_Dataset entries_
_____
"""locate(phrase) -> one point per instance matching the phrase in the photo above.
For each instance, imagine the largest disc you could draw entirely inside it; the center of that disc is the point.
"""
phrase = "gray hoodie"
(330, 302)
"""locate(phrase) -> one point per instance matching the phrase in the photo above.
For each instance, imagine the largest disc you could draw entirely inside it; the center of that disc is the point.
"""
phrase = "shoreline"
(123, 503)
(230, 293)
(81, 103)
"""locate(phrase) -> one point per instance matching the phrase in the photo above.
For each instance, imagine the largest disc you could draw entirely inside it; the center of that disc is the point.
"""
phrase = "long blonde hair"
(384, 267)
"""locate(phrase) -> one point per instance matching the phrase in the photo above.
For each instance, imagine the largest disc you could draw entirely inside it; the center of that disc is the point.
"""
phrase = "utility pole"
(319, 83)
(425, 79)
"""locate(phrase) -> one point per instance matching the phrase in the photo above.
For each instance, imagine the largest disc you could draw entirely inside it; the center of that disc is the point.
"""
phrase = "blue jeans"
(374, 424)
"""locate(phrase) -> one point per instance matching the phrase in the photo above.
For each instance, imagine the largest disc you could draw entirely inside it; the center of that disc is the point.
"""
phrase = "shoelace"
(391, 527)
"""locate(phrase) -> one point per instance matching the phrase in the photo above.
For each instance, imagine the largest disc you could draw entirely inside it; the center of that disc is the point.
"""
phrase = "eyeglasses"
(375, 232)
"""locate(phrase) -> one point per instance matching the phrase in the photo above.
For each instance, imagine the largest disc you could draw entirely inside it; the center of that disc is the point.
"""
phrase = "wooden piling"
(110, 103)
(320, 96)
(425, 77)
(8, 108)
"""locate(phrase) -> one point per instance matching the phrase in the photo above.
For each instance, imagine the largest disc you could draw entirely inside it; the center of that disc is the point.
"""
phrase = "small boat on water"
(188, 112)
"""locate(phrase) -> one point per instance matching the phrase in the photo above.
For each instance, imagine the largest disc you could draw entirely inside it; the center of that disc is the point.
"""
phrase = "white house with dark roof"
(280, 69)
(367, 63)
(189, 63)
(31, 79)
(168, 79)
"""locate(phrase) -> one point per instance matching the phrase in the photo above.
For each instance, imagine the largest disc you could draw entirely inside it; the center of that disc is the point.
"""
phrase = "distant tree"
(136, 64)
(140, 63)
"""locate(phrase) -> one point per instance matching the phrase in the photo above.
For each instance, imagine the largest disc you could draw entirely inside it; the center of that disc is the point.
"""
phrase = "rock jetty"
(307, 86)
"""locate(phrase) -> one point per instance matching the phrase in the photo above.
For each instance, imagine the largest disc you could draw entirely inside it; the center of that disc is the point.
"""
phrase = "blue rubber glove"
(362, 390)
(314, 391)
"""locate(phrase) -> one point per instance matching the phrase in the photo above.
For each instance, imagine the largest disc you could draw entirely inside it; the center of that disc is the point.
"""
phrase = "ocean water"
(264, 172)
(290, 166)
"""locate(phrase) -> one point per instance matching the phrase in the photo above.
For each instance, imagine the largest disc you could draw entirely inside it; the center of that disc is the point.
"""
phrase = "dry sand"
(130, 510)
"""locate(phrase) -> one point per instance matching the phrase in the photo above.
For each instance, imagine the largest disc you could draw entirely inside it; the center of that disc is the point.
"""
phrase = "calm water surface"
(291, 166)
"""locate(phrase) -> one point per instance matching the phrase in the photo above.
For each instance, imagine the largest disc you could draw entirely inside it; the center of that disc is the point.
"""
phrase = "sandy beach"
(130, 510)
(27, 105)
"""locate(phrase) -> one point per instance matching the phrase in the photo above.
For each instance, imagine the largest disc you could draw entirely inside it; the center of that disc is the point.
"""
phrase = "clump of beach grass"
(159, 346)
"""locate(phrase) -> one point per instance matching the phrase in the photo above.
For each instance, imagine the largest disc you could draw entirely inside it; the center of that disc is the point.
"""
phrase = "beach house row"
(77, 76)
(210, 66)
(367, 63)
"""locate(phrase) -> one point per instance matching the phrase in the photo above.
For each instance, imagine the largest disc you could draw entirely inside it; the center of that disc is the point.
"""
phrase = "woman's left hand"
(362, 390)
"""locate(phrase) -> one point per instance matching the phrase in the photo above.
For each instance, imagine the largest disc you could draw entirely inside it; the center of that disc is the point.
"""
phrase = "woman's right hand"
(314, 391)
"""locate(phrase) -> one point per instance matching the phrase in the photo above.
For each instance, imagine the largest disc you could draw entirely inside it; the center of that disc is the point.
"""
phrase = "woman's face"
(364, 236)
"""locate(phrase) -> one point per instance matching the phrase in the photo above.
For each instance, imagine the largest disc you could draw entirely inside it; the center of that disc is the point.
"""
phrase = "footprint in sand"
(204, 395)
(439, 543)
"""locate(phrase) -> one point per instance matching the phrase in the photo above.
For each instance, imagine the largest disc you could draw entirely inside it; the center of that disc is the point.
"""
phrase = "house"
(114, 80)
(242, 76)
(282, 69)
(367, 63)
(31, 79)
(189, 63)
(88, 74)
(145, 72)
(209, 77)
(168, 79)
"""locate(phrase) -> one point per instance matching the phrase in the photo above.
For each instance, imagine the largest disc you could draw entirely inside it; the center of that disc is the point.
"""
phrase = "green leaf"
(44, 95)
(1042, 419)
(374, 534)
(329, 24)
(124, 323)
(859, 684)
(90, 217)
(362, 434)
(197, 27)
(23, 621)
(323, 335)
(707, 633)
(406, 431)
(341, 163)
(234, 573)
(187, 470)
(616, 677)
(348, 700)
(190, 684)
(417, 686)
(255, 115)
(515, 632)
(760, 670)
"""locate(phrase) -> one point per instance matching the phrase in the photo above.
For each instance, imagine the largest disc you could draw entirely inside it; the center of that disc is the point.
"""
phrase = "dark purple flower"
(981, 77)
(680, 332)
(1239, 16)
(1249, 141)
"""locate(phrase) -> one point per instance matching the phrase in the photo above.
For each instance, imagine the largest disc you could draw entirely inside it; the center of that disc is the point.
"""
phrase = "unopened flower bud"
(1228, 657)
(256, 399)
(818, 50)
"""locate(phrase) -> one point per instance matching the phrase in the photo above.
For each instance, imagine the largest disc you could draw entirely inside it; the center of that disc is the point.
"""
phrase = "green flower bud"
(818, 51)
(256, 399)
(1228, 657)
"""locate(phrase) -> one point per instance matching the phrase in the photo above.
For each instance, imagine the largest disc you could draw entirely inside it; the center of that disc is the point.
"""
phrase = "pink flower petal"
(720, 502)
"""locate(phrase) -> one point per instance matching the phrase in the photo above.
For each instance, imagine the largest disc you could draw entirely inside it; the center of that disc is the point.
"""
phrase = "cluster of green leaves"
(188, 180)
_____
_Activity_
Each record must be output word for word.

_Your solution_
"""locate(phrase) -> one point per instance matching the phrase in the photo above.
For each instance, imagine the largest disc you could draw entirely inside it; the center of that disc is the point.
"""
phrase = "gray hoodie"
(330, 302)
"""locate(phrase) -> one point per instance matching the phrase in the photo above.
For each instance, imagine the largest disc you could draw entirely inside it; the center of that disc is the point.
"""
phrase = "shoreline"
(123, 503)
(230, 293)
(81, 103)
"""locate(phrase) -> one point per instance matching the phrase in the photo above.
For each instance, imagine the largest disc you could draw entirely inside it; the center of that disc is the point.
"""
phrase = "long blonde hair"
(384, 267)
"""locate(phrase) -> one point per instance matching the phrase in the photo above.
For each instance, imagine the largest disc you could draw entirely inside it; the center of that disc is the point.
"""
phrase = "utility pole"
(319, 83)
(425, 79)
"""locate(phrase) -> one point per instance matching the phrase in the photo above.
For each instance, imagine the largest disc you could draw entirely inside it; the center of that disc is the point.
"""
phrase = "blue jeans"
(374, 424)
"""locate(phrase) -> one point per instance matching the phrase in the photo above.
For each instance, imagine the largest disc you could draw entirely inside it; the center of that disc is the point.
"""
phrase = "shoelace"
(391, 527)
"""locate(phrase) -> one point per instance matching the phrase in the photo above.
For each instance, imagine the largest disc you could draw entirely inside it; the center of that disc is the point.
"""
phrase = "eyeglasses"
(375, 232)
"""locate(phrase) -> one point per instance matching the phrase in the photo above.
For each instance, imagine the largest disc you could draw entirely inside it; the center of that disc is the point.
"""
phrase = "wooden piling"
(110, 103)
(320, 96)
(425, 77)
(8, 108)
"""locate(phrase) -> one point per instance matching the phrase in the photo above.
For each instance, imagine the largest disc you could draw entirely inside it; the center of that disc is the point.
"""
phrase = "small boat on water"
(188, 112)
"""locate(phrase) -> one point per instance matching the phrase in the photo above.
For each instance, imagine the largest disc you could draw entirely inside it; the center of that disc is the point.
"""
phrase = "white house with dark roof"
(280, 69)
(367, 63)
(189, 63)
(31, 79)
(168, 79)
"""locate(phrase) -> one point per instance matching the phrase in the photo above.
For each instance, imagine the largest disc you could draw entirely inside it; the center of that disc is the point.
"""
phrase = "distant tree"
(136, 64)
(140, 63)
"""locate(phrase) -> one point per instance matching the phrase in the photo above.
For each instance, imagine the largest disc you could draw entirely inside it; the center of that disc is the point.
"""
phrase = "rock jetty"
(307, 86)
"""locate(phrase) -> one point per instance matching the phrase in the photo above.
For each instance, imagine the largest disc you could draw entirely inside it; the center of that disc is the point.
"""
phrase = "blue rubber glove"
(362, 390)
(314, 391)
"""locate(phrase) -> one point per instance matching the phrase in the photo above.
For each instance, imagine the largest disc you could draw entirely inside it; the center of that disc is the point.
"""
phrase = "ocean water"
(264, 172)
(290, 166)
"""locate(phrase) -> one point per instance matching the phrase in the photo above.
For each instance, imagine the largest disc you could draw entirely inside it; the center of that disc is the point.
"""
phrase = "dry sand"
(130, 510)
"""locate(phrase) -> one point per instance matching the phrase in the photo above.
For each instance, imagine the largest disc you could draw entirely inside it; the center of that disc is the point.
"""
phrase = "calm water surface"
(291, 166)
"""locate(phrase) -> one point per instance matching the phrase in the photo above.
For each instance, imagine the largest disc you could draw entirely inside it; the center of that disc is the point.
"""
phrase = "sandy beach"
(130, 510)
(27, 105)
"""locate(phrase) -> one point per instance matching the phrase in the photo above.
For each instance, imagine the largest disc you could draw entirely inside it; the center of that disc is the point.
"""
phrase = "clump of beach grass"
(159, 346)
"""locate(phrase) -> one point per instance matching the phrase in the photo above.
For each instance, imagine the largest disc you could draw entirely inside it; the center of that disc is the point.
"""
phrase = "beach house row"
(77, 76)
(210, 66)
(367, 63)
"""locate(phrase) -> one point per instance matching the phrase in the photo above.
For each instance, imagine the largest disc you could draw entirely inside it; the center of that disc is the point.
"""
phrase = "woman's left hand"
(362, 390)
"""locate(phrase) -> one point per instance matching the phrase in the photo above.
For each instance, imagine the largest disc you could draw entirely inside it; the center of that disc is the point.
"""
phrase = "woman's right hand"
(314, 391)
"""locate(phrase) -> one point per instance matching the phrase in the photo above.
For each instance, imagine the largest disc you could draw entirely inside it; the center of that disc is the point.
"""
phrase = "woman's face"
(364, 236)
"""locate(phrase) -> one point per instance matching the phrase in the photo above.
For each instance, imagine the largest disc you could draw entirely inside it; the center of that disc is the point.
"""
phrase = "footprint in sand"
(204, 395)
(439, 543)
"""locate(phrase) -> one point per instance matching the phrase in the photo above.
For each instance, imagine the largest disc you could draw entirely inside it; the center of that disc is the point.
"""
phrase = "house"
(114, 80)
(242, 76)
(282, 69)
(367, 63)
(31, 79)
(189, 63)
(88, 74)
(145, 72)
(209, 77)
(168, 79)
"""locate(phrase) -> one point per instance matching the phrase in the photo above.
For each instance, imagine the largest disc you could draw entirely inside it; the center of that disc is the point.
"""
phrase = "green leaf"
(44, 95)
(1042, 419)
(374, 534)
(329, 24)
(124, 323)
(859, 684)
(90, 217)
(362, 434)
(197, 27)
(23, 621)
(323, 335)
(707, 633)
(406, 431)
(341, 163)
(234, 573)
(187, 470)
(616, 677)
(348, 700)
(190, 684)
(417, 686)
(255, 115)
(515, 632)
(760, 670)
"""locate(phrase) -> one point per instance matching the phrase in the photo above.
For each instance, imagine the largest disc you could draw entirely inside it; the center of that disc is the point.
"""
phrase = "dark purple flower"
(981, 77)
(680, 332)
(1239, 16)
(1249, 141)
"""locate(phrase) -> one point per instance matching the phrase in the photo above.
For each instance, imagine the largest disc you could draw entirely inside it; the center of that disc is the point.
"""
phrase = "unopened flower bud"
(1228, 657)
(256, 399)
(818, 50)
"""locate(phrase) -> one point per instance matching the phrase in the photo above.
For each instance, imagine the largest disc you could draw entirely inside it; the center of that disc is the point.
"""
phrase = "green flower bud"
(818, 51)
(256, 399)
(1228, 657)
"""locate(phrase) -> one point per instance matching the phrase in the photo above.
For each instance, imagine the largest disc you could draw entirely inside it; the center of that disc is the point.
"""
phrase = "pink flower petal"
(720, 502)
"""locate(phrase) -> one point per instance matching the phrase in the photo above.
For each instance, imagine the largest disc you could draw entirely inside it; the center of that disc is the point.
"""
phrase = "cluster of green leaves"
(188, 180)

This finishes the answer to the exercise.